Objectives —
1) From the dunnage bar passage below, list each reference numeral given to an external face of bar 12, with the name of that face.
2) Turn the paragraph of the dunnage bar passage below that begins "FIG. 1 depicts transverse dunnage bars" into a short bulleted list that keeps its main facts.
3) Using the dunnage bar passage below, answer these questions, one per line:
(a) What kind of view is FIG. 15?
(b) Besides a generally rectangular shape, what cross section may channels 36, 38 have?
(c) Which two faces do side faces 18, 20 lie between?

FIG. 8 is a perspective end view of the dunnage bar showing the spacers located in their inserted positions;

FIG. 9 is an end elevational view of the configuration depicted in FIG. 8;

FIG. 10 is a top plan view of a spacer member before insertion and schematically after insertion into the dunnage bar;

FIG. 11 schematically illustrates a pair of two-hole spacer members that optionally are inserted into the ends of a dunnage bar having two bolt holes at each end;

FIG. 12 is a perspective view of an end of a two-hole dunnage bar before insertion of the spacer members;

FIG. 13 is an end elevation view of the dunnage bar after the spacing members have been inserted;

FIG. 14 is a top plan view of a two-hole spacer member; and

FIG. 15 is a side view, partially broken away, of a dunnage bar with a single two-hole spacer member inserted in one channel.

DETAILED DESCRIPTION OF THE PREFERRED EMBODIMENT

FIG. 1 depicts transverse dunnage bars 1 that can be located in virtually any part of a rack 2. The rack 2 is used to accommodate and transport a load such as panels 5 that are positioned within grooves 3, 4 supported by dunnage bars 1 or between suitable stops. Each dunnage bar 1 is of a one piece construction that in one embodiment is open at both ends. There is no welding or assembly required. Nor is any special finish step required for corrosion resistance.

The disclosed dunnage bar system 10 (FIGS. 2-3) comprises a bar 12 with a generally rectangular cross-section. As used herein, the term “rectangular” includes “square.” The bar has four external faces: 14, 16, 18, and 20 that are joined by outside arcuate corners 22, 24, 26, 28. An impact-absorbing face 14 includes two arms 30, 32 of a C-section. A basal face 16 opposes the impact-absorbing face. Side faces 18, 20 are oriented between the impact-absorbing and basal faces. One or more, and preferably a pair of channels 36, 38 extend at least partially along and within the bar 12. Each channel 36, 38 has a pair of opposing internal major faces 40, 42 and opposing minor faces 44, 46. Though depicted as being generally rectangular, the channels 36, 38 may have a trapezoidal cross section.

Collected data —
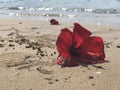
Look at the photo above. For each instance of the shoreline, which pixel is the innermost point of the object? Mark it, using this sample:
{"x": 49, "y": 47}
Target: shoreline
{"x": 28, "y": 52}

Correct answers —
1)
- 14: impact-absorbing face
- 16: basal face
- 18: side face
- 20: side face

2)
- Transverse dunnage bars 1 can be located in virtually any part of a rack 2.
- The rack carries a load such as panels 5, which sit in grooves 3, 4 supported by the dunnage bars or between suitable stops.
- Each dunnage bar is one piece and, in one embodiment, is open at both ends.
- No welding, assembly or special corrosion-resistance finish is required.

3)
(a) A side view, partially broken away, of a dunnage bar with a single two-hole spacer member inserted in one channel.
(b) A trapezoidal cross section.
(c) The impact-absorbing face and the basal face.